→ WHAT TO PRODUCE
Restate the entries word for word, omitting nothing.

--- Start of RECORD SET ---

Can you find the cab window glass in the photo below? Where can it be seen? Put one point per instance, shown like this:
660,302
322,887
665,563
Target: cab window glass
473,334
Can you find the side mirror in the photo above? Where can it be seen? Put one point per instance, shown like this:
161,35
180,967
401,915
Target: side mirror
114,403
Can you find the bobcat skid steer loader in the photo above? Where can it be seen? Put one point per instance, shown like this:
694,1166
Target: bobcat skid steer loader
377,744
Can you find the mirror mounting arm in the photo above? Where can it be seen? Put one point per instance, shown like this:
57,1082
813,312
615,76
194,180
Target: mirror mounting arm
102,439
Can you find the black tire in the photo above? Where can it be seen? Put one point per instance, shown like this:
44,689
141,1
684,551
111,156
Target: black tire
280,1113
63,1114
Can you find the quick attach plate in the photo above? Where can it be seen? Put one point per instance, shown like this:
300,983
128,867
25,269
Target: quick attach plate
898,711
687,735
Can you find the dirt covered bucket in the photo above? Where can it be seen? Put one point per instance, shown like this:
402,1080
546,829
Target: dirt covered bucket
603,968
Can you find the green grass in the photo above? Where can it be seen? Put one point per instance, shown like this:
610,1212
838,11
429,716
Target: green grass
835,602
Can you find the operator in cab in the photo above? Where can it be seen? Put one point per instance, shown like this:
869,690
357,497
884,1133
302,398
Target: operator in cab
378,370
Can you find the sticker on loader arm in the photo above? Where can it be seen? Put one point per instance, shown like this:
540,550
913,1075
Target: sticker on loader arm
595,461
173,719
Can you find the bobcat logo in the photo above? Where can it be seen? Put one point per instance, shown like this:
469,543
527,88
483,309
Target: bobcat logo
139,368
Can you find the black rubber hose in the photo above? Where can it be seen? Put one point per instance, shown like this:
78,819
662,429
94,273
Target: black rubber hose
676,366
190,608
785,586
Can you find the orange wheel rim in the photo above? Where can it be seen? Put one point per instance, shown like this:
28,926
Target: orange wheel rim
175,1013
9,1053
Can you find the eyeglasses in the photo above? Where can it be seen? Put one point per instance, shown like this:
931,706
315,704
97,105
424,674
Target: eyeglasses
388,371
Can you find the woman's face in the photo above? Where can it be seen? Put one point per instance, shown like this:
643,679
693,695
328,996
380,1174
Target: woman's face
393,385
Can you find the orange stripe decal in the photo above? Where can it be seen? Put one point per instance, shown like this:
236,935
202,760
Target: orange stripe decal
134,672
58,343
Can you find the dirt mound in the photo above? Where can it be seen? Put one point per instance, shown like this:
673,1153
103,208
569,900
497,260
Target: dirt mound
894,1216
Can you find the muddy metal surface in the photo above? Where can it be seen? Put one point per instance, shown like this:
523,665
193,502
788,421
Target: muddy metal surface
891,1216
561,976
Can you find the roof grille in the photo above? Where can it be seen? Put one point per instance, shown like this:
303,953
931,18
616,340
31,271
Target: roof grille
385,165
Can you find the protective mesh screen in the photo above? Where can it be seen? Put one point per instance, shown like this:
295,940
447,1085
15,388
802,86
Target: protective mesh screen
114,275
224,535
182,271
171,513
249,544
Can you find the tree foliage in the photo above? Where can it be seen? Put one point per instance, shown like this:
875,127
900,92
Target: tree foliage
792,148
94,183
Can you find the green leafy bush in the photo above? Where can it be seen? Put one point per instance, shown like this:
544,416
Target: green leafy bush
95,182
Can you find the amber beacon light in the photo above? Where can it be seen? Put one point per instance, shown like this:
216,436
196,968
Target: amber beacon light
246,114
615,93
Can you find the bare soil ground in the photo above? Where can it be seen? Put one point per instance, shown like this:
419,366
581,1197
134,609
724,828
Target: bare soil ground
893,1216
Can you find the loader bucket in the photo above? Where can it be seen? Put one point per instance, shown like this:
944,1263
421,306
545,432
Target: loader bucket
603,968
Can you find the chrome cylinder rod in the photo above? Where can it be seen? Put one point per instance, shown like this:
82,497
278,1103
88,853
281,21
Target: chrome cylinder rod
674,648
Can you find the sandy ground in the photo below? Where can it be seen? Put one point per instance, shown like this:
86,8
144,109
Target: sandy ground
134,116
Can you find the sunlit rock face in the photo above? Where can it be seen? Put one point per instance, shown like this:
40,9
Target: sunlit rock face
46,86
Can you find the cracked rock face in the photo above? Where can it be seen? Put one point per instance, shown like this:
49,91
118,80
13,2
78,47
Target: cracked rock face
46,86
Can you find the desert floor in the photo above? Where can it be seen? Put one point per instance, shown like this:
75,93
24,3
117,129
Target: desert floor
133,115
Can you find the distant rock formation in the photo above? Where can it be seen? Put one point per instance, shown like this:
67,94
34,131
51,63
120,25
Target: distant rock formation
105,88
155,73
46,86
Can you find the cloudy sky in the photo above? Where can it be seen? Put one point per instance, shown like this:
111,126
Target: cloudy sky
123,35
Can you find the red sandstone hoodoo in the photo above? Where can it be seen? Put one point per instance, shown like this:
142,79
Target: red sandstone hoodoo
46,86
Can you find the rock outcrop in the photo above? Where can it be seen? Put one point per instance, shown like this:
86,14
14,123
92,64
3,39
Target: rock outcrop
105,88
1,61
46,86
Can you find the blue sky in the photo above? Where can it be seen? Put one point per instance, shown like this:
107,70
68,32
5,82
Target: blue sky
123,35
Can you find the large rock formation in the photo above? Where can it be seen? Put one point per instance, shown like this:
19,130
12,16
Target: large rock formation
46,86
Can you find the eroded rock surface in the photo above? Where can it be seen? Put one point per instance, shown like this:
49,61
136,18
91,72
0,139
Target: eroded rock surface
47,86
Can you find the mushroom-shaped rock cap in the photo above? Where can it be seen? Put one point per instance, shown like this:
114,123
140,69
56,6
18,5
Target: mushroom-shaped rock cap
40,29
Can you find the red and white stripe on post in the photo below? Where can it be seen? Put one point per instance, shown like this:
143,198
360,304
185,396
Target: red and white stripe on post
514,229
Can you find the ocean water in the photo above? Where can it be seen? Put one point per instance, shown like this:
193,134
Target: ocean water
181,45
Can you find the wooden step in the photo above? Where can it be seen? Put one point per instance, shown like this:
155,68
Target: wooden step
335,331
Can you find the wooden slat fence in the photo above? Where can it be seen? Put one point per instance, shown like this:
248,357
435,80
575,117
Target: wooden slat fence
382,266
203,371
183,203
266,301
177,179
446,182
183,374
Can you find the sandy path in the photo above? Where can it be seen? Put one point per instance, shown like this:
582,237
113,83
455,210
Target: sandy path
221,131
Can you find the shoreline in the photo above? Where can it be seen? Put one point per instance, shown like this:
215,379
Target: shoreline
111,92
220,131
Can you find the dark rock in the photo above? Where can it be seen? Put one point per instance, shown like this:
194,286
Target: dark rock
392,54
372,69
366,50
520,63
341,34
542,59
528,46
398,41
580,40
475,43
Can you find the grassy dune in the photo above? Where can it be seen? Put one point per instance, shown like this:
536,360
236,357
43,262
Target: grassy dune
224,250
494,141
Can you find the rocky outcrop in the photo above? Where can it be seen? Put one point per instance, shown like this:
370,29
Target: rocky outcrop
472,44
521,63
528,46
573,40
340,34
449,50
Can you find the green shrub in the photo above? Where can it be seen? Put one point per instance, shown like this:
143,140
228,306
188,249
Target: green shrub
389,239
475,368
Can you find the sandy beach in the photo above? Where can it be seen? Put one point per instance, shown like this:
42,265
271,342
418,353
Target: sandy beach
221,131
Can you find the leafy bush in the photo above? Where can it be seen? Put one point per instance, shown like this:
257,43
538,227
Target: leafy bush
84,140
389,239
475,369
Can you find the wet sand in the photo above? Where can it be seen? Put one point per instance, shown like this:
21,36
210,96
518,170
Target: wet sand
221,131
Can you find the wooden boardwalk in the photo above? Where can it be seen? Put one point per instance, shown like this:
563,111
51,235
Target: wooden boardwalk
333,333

--- End of RECORD SET ---

→ OUTPUT OF THE EXERCISE
Can you find the cab window glass in the photo below? Where can it be seen? Put one point per instance, shown like this:
660,302
322,887
665,563
Target: cab window glass
473,334
Can you find the side mirror in the photo above? Where can it be seen? Put one point per instance, shown like this:
161,35
180,967
401,915
Target: side mirror
114,403
Can you find the bobcat skid steer loader in the photo above? Where can it be seen? Put one point per instance, shown like this:
694,1166
Target: bobcat skid steer loader
377,744
Can you find the mirror mounting arm in the photo above? Where can it be seen? Put one point per instance, shown like this:
57,1082
813,312
615,76
194,180
Target: mirror mounting arm
102,439
Can you find the black tire in the photo above? Where can it be seen? Put one point per instance, shown like this:
44,689
141,1
684,551
111,156
Target: black tire
280,1113
63,1114
Can you find the quick attach plate in the photo above? Where can it be seen? Put one point per instance, shown like this:
300,983
128,867
25,269
Target: quick attach plate
898,711
687,735
Can you find the dirt covered bucket in the photo above? Where can it be seen? Put one point per instance, shown like this:
402,1080
546,829
Target: dirt covered bucket
603,968
Can you find the green grass in the photo above? Where can it be seen? Put one point per instance, shown like this:
610,1212
838,11
429,716
Target: green grass
835,602
Can you find the operator in cab in the photo above? Where can it be seen? Put one point per instance, shown like this:
869,690
357,497
884,1133
302,398
Target: operator in cab
378,370
Can you find the sticker on loader arm in the photo above? Where can it be seen? Put one point per instance, shown like this:
540,550
913,1075
Target: sticker on loader arm
595,461
173,719
Can you find the bobcat logo in the photo above? Where can it be seen? Put one point per instance, shown like this:
469,543
527,88
483,309
Target: bobcat logo
139,368
Can you find the black rubber hose in the photo above? Where can it be seen? Put one point per instance, shown like this:
78,819
662,429
94,273
Target: black rubber hose
676,366
190,608
785,586
Can you find the orange wheel rim in the photo above? Where can it be seen? Put one point per instance, shown like this:
28,926
Target: orange wheel rim
175,1013
9,1053
Can you find the eyeglasses in the photo above? Where can it be seen? Put one point per instance, shown like this:
931,706
315,704
97,105
424,674
Target: eyeglasses
388,371
Can you find the woman's face in the photo above? Where can it be seen? Put one point per instance, shown like this:
643,679
693,695
328,996
380,1174
Target: woman's face
393,385
Can you find the orange stripe decal in the photo above? Where can it be seen? Put one point per instance, shown like this:
236,935
202,760
Target: orange stripe decal
134,672
58,343
Can you find the dirt mound in the photo above? Where can it be seen? Put one point per instance, shown like this:
673,1153
103,208
569,900
497,260
Target: dirt mound
894,1216
Can you find the muddy metal surface in the photo above? Where can it be seen? Put one point per instance, shown like this:
523,665
193,502
788,421
Target: muddy metal surface
891,1216
561,976
Can you find the roof grille in the photo above? Where can it be seen? Put one point per instance, shown like this:
303,953
931,18
616,340
31,271
Target: roof grille
385,165
Can you find the protective mesh screen in the photo above? Where can it be seen? Put one point per instance, shown like this:
295,940
447,1085
15,388
802,86
Target: protective mesh screen
114,275
224,535
182,271
171,513
249,544
Can you find the tree foliage in the photo above? Where can it be seen? Put one point per instance, shown like this:
875,127
900,92
Target: tree foliage
792,148
94,183
Can you find the green leafy bush in the photo above? Where can it be seen? Put one point per instance, shown like this:
544,416
Target: green leafy bush
95,182
Can you find the amber beacon light in the photo above? Where can it be seen? Put one point per instance, shown like this:
216,436
196,968
Target: amber beacon light
246,114
615,93
Can you find the bare soil ground in the photo above? Where can it be seen? Put one point per instance, shown like this:
419,366
581,1197
134,609
724,828
Target: bare soil ground
893,1216
Can you find the loader bucket in the photo above? Where can it be seen? Put one point per instance, shown like this:
944,1263
421,306
545,432
Target: loader bucket
603,968
Can you find the chrome cylinder rod in the photo above? Where can it be seen? Put one point per instance, shown like this:
82,497
278,1103
88,853
281,21
Target: chrome cylinder rod
674,648
Can you find the sandy ground in the photo below? Where can it be seen? Put one point per instance, shown like this:
86,8
144,109
Target: sandy ground
134,116
Can you find the sunlit rock face in the photo above? Where can it be seen? Put one point per instance, shown like this:
40,9
Target: sunlit rock face
46,86
Can you find the cracked rock face in the photo above? Where can it be seen? Put one point per instance, shown like this:
49,91
118,80
13,2
78,47
Target: cracked rock face
46,86
Can you find the desert floor in the photo above? Where can it be seen? Put one point per instance, shown like this:
75,93
24,3
117,129
Target: desert floor
133,115
Can you find the distant rock formation in the photo above? Where can it be seen? Put one point per instance, shown like this:
67,94
34,131
51,63
120,25
Target: distant rock formation
105,88
155,73
46,86
Can you find the cloudy sky in the photo above? Where can it be seen? Put one point per instance, shown like this:
111,126
Target: cloudy sky
123,35
Can you find the red sandstone hoodoo in the photo above? Where can it be seen? Put one point per instance, shown like this:
142,79
Target: red sandstone hoodoo
46,86
Can you find the rock outcrop in the photo above? Where can it be seen? Put one point per instance, shown like this:
86,14
14,123
92,64
3,39
Target: rock outcrop
105,88
1,61
46,86
Can you find the blue sky in the photo above? Where can it be seen? Put one point per instance, shown like this:
107,70
68,32
5,82
Target: blue sky
123,35
Can you find the large rock formation in the photo above? Where can it be seen? Put one point per instance, shown like this:
19,130
12,16
Target: large rock formation
46,86
Can you find the eroded rock surface in the photo above? Where can it be seen? Put one point per instance, shown like this:
49,61
136,18
91,72
0,139
Target: eroded rock surface
47,86
Can you find the mushroom-shaped rock cap in the photo above? Where can it be seen? Put one point per instance, shown like this:
114,123
140,69
56,6
18,5
Target: mushroom-shaped rock cap
40,29
Can you find the red and white stripe on post in the photo below? Where can it be seen? Put one point per instance, shown like this:
143,198
360,304
185,396
Target: red and white stripe on post
514,229
Can you find the ocean water in the photo above? Where can it be seen? Put one point per instance, shown like this:
193,134
Target: ocean water
181,45
Can you find the wooden step in the photo above? Where can it be seen? Put one point per instance, shown like this:
155,68
Target: wooden step
335,331
Can you find the wooden slat fence in the photo above? Where can it be seen? Put one point per instance, shown like this:
248,357
435,80
575,117
Target: wooden slat fence
382,266
203,371
183,203
266,301
177,179
446,182
183,374
Can you find the sandy path in the photo above? Where can it be seen? Put one point per instance, shown like this:
582,237
113,83
455,210
Target: sandy path
221,131
Can you find the shoreline in the photo above? Where can it be seen? Put one point per instance, shown like this:
215,379
Target: shoreline
111,92
220,131
Can you find the dark rock in the photo above? Where can it be seen? Put one point per instance, shown like this:
194,286
Target: dark rock
392,54
372,69
366,50
520,63
341,34
542,59
528,46
398,41
580,40
475,43
Can you find the grassy dune in the photo above? Where can it be seen? Put one point per instance, shown like this:
536,360
236,357
43,262
Target: grassy dune
224,250
494,141
Can you find the rocky outcrop in the photo above? Where can it be seen? Put one point per instance, shown like this:
370,29
Target: rocky outcrop
472,44
521,63
528,46
573,40
340,34
449,50
Can you find the green shrub in the photo above? Where can it be seen? Put one point per instance, shown like this:
143,140
228,306
188,249
Target: green shrub
389,239
475,368
Can you find the sandy beach in the photo above? Where can it be seen? Put one point per instance, shown like this:
42,265
271,342
418,353
Target: sandy beach
221,131
Can you find the leafy bush in the photo above? Where can it be seen? Put one point per instance, shown like this:
257,43
538,227
Target: leafy bush
84,140
389,239
475,369
Can you find the wet sand in the photo above? Where can it be seen? Put one point per instance, shown like this:
21,36
210,96
518,170
Target: wet sand
221,131
Can you find the wooden boardwalk in the photo above? Where can it be seen? Put one point per instance, shown like this:
563,111
51,235
Target: wooden boardwalk
333,333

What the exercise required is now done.